Entries from a point annotation set:
━━━

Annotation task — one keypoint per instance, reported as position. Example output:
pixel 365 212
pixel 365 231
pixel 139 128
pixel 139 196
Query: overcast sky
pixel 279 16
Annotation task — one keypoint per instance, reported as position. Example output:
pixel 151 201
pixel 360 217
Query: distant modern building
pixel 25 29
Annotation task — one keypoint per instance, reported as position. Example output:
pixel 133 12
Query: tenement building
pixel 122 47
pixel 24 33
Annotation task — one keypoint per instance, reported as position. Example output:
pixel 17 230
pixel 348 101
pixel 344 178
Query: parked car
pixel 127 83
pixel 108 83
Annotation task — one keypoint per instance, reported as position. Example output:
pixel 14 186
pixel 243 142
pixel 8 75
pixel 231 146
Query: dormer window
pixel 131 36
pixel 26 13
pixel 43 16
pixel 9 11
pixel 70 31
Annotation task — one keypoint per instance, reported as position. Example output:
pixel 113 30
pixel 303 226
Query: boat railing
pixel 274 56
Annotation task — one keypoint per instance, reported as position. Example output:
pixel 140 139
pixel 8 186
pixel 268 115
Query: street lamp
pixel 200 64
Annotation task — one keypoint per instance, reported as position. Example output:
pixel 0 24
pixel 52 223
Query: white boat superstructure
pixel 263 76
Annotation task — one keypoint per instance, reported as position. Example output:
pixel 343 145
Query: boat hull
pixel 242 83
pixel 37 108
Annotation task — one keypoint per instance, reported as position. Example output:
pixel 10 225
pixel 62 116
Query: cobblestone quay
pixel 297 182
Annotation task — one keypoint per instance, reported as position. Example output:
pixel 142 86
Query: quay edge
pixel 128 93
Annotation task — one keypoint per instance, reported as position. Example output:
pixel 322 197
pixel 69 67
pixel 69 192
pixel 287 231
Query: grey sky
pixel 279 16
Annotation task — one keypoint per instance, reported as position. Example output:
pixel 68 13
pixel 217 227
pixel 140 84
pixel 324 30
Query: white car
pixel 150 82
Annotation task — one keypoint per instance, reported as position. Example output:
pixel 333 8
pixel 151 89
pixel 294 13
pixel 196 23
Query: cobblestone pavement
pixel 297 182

━━━

■ **Your objective**:
Reproduce the data in full, exactly as presented.

■ **Task solution**:
Annotation task — one keypoint per instance, reported as position. Example output:
pixel 365 212
pixel 365 231
pixel 139 128
pixel 139 196
Query: overcast sky
pixel 279 16
Annotation task — one keypoint per instance, reported as position. Example output:
pixel 151 201
pixel 360 217
Query: distant modern building
pixel 25 29
Annotation task — one keypoint per instance, reported as position. Example output:
pixel 133 12
Query: tenement building
pixel 122 47
pixel 24 33
Annotation task — one keypoint per instance, reported as position. Example output:
pixel 17 230
pixel 348 101
pixel 344 178
Query: parked car
pixel 127 83
pixel 108 83
Annotation task — one keypoint per instance, reported as position. Example output:
pixel 14 186
pixel 243 142
pixel 8 75
pixel 231 146
Query: dormer window
pixel 131 36
pixel 26 13
pixel 43 16
pixel 9 11
pixel 70 31
Annotation task — one keypoint per instance, reported as position. Example output:
pixel 113 30
pixel 303 226
Query: boat railing
pixel 274 56
Annotation task — one keypoint per instance, reported as position. Example output:
pixel 140 139
pixel 8 186
pixel 268 115
Query: street lamp
pixel 200 64
Annotation task — one keypoint per instance, reported as position. Example output:
pixel 0 24
pixel 52 223
Query: white boat superstructure
pixel 263 76
Annotation task — one keypoint per instance, reported as position. Example output:
pixel 343 145
Query: boat hull
pixel 242 83
pixel 37 108
Annotation task — one keypoint per instance, reported as position. Example output:
pixel 10 225
pixel 62 116
Query: cobblestone quay
pixel 297 182
Annotation task — one keypoint per instance, reported as position. Example output:
pixel 142 86
Query: quay edge
pixel 128 93
Annotation task — one keypoint per instance, reported as position. Example output:
pixel 322 197
pixel 69 67
pixel 69 192
pixel 287 231
Query: grey sky
pixel 279 16
Annotation task — one keypoint per instance, reported as position. Example output:
pixel 68 13
pixel 217 227
pixel 140 84
pixel 324 30
Query: white car
pixel 150 82
Annotation task — one keypoint per instance, reported as position. Example output:
pixel 333 8
pixel 151 89
pixel 294 13
pixel 196 23
Query: cobblestone pavement
pixel 297 182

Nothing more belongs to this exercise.